ASSIGNMENT:
Print the lines below exactly as written, with none missing.

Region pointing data
********

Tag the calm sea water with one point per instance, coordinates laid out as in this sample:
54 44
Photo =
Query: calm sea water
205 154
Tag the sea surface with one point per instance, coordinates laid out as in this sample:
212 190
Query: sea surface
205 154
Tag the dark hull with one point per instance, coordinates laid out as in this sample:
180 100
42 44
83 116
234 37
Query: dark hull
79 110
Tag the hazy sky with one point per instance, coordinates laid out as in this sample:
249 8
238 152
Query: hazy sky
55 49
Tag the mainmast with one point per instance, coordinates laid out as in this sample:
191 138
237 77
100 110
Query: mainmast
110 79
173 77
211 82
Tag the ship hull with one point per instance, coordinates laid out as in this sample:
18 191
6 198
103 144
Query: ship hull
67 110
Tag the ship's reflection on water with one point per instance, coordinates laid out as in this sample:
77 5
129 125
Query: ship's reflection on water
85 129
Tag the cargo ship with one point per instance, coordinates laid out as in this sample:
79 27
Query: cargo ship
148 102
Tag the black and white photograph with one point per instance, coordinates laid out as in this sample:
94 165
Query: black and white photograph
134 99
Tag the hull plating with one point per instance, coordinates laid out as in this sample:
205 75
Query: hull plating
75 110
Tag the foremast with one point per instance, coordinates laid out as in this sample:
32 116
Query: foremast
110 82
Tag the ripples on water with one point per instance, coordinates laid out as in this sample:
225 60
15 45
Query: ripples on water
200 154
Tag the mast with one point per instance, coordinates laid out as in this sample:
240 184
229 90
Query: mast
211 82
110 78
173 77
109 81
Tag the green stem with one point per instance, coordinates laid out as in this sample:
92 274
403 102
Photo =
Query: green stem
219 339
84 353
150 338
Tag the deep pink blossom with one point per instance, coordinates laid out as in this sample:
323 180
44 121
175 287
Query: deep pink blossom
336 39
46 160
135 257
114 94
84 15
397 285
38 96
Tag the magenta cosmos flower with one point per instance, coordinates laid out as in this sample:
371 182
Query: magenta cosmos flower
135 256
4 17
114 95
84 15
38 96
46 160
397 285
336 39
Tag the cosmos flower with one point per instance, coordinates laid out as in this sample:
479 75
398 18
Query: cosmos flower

********

SOLUTION FOR THIS PROBLEM:
Tag the calm sea water with one point per instance, coordinates laid out as in this sample:
54 44
Photo =
Query: calm sea water
205 154
Tag the sea surface with one point per instance, coordinates laid out as in this sample:
212 190
Query: sea surface
205 154
Tag the dark hull with one point per instance, coordinates laid out as in this sample:
180 100
42 44
83 116
234 37
Query: dark hull
79 110
Tag the hazy sky with one point per instance, coordinates laid out as in this sample:
249 8
238 152
Query: hazy sky
55 49
Tag the mainmast with one point per instance, coordinates laid out as in this sample:
191 138
237 77
100 110
Query: mainmast
110 79
173 77
211 82
Tag the ship hull with one point per instance, coordinates laid out as in this sample:
18 191
6 198
103 144
Query: ship hull
67 110
Tag the ship's reflection on water with one point per instance, coordinates laid out as in this sample:
77 5
129 125
Query: ship's reflection on water
85 129
Tag the cargo ship with one point per instance, coordinates laid out as in this sample:
79 27
Query: cargo ship
148 102
Tag the black and white photograph with one point per instance, coordinates laid out as in this sample:
94 165
Query: black and white photograph
134 99
Tag the hull plating with one point per instance, coordinates laid out as in this sample:
205 75
Query: hull plating
75 110
Tag the foremast with one point per instance, coordinates laid out as in this sample:
32 116
Query: foremast
110 82
Tag the ripples on water with one point per instance, coordinates laid out as in this sample:
225 60
15 45
Query: ripples on water
200 154
Tag the mast with one point per instance, coordinates laid out as in this sample:
240 184
229 90
Query: mast
211 82
110 78
173 77
109 81
Tag the green stem with one point per instance, coordinates laid out as in this sample:
92 274
403 102
Photo =
Query: green stem
219 339
84 353
150 338
Tag the deep pink blossom with one point per instance, coordinates laid out as in this sample:
323 180
44 121
175 287
Query: deep pink blossom
336 39
46 160
135 257
114 94
84 15
397 285
38 96
Tag the magenta cosmos flower with one point per instance, coordinates laid out as in this sample:
371 182
Query: magenta cosmos flower
135 256
4 17
114 95
84 15
38 96
46 160
397 285
336 39
Tag the cosmos flower with one point per instance, coordinates laid out as in this sample:
479 75
398 18
Query: cosmos flower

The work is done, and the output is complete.